課題 1:
次の(a)〜(c)が本文の内容と合っているか、それぞれ「はい」か「いいえ」で答え、決め手となる本文の言葉をそのまま引用してください。
(a) 中医学では、痛みそのものより、痛みを引き起こす原因に対して治療を行う。
(b) 「不栄則痛」の痛みは、気候変化の影響を受けやすいタイプとされている。
(c) 経絡のうち、太い流れは「絡脈」と呼ばれる。
課題 2:
本文をもとに、次の質問に短く答えてください。
(a) 西洋医学で基本とされているのは、まず何をすることですか。
(b) 「不通則痛」は、どのように読み下されていますか。
(c) 「経絡」に沿ってあるものは何ですか。

西洋医学では、痛みを引き起こす物質を抑えたり、炎症を抑えて、痛みの感覚をマヒさせる薬が多く、まず安静にして体を休めることが基本です。

中医学では、「痛み」そのものに対してよりも、痛みを引き起こす「原因」に対して治療を行います。原因は大きく分けて2つ考えられ、1つは体の中を流れる「気」、「血」の流れが悪くなって起こるものと、老化や長年の病気などにより体や内臓の機能が低下して、筋肉や器官、組織に栄養が行かずに起こります。

中医学では「不通則痛」(通じざれば、即ち痛む)という有名な言葉があります。「気」と「血」の流れを傷害され代謝障害が起こると、痛みが出る…という意味です。外的要因などによる「不通則痛」の痛みが多く、「気候変化の影響を受けやすく、比較的激しい痛みがあらわれるタイプ」とも言えます。(強い痛み)

一方の「不栄則痛」(潤わざれば、即ち痛む)は、組織・器官の栄養障害から代謝障害が起こると、痛みが出る…という意味です。内的要因は「不栄則痛」の痛みによるもので、「疲労などの影響を受けやすく、慢性化する傾向にあるタイプ」とも言えます。(弱い痛み)

「気」と「血」が流れ、臓器と臓腑、あるいは臓器と器官、皮膚などをつないでいる道を「経絡」と言い、太い流れを「経脈」、末端の枝分かれした細い流れを「絡脈」と呼んでいます。

「絡脈」の流れが悪くなると「痛み」が、「絡脈」の流れが悪くなると「しびれ」が現れると言われています。この「経絡」に沿ってあるのが鍼やお灸で有名な「ツボ」です。

データ抜粋:
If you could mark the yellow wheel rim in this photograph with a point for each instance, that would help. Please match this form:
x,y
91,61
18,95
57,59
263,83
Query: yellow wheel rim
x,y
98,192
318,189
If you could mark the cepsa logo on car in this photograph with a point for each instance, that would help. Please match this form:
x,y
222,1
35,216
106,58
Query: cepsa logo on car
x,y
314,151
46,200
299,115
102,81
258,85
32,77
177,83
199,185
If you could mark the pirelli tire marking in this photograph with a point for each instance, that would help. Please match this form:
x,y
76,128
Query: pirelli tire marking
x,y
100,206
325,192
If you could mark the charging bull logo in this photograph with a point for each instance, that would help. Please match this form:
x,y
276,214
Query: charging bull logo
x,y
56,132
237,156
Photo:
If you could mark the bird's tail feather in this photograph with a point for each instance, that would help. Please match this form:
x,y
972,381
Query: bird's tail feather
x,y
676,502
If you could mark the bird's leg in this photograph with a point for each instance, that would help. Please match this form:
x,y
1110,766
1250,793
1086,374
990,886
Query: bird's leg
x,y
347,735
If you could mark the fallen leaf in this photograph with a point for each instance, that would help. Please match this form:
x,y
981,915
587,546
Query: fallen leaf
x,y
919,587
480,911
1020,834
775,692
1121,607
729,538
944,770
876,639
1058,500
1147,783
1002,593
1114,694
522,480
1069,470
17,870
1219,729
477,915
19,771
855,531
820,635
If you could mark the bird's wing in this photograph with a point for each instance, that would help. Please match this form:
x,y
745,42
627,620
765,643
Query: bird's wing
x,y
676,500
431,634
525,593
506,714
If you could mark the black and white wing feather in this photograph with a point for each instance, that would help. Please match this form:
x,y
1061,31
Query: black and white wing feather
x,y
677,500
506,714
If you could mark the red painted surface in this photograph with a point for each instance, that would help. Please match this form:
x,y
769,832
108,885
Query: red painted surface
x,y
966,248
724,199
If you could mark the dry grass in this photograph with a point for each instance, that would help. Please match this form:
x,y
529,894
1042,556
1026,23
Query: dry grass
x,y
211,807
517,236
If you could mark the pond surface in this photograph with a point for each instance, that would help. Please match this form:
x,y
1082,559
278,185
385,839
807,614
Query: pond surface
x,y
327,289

解答 1:
(a) はい。「中医学では、「痛み」そのものに対してよりも、痛みを引き起こす「原因」に対して治療を行います。」
(b) いいえ。「「疲労などの影響を受けやすく、慢性化する傾向にあるタイプ」とも言えます。」
(c) いいえ。「太い流れを「経脈」、末端の枝分かれした細い流れを「絡脈」と呼んでいます。」

解答 2:
(a) 安静にして体を休めること
(b) 通じざれば、即ち痛む
(c) 鍼やお灸で有名な「ツボ」